To do »
Lines with the word "sleeve" in them are the ones to copy from the records.
----
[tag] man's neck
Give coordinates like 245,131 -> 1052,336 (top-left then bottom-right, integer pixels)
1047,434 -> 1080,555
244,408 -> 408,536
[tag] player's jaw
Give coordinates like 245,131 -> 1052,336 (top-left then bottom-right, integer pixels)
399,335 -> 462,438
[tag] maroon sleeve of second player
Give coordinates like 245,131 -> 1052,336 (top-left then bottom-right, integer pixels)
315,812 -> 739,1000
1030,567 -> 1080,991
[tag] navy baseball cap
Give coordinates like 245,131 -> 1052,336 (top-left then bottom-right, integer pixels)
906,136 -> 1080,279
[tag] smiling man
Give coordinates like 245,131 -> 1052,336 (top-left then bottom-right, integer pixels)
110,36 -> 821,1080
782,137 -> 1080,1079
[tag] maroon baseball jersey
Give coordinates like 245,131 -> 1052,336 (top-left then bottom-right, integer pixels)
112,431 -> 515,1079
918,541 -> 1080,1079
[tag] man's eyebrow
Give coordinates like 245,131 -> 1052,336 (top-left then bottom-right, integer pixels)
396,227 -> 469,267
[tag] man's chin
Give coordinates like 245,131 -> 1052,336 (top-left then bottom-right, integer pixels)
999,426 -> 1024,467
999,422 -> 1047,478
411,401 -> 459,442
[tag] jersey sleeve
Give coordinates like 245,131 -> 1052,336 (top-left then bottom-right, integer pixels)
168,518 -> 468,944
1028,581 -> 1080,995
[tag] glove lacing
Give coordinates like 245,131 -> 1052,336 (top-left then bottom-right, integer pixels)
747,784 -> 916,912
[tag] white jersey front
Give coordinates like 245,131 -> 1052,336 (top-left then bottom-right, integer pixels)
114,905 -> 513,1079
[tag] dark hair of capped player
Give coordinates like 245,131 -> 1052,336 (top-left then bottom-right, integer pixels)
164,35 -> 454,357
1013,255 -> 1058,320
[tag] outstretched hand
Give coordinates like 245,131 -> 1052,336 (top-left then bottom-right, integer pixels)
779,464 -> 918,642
----
Answer to this exercise »
[tag] maroon sleeve of second player
[tag] jersey sleeve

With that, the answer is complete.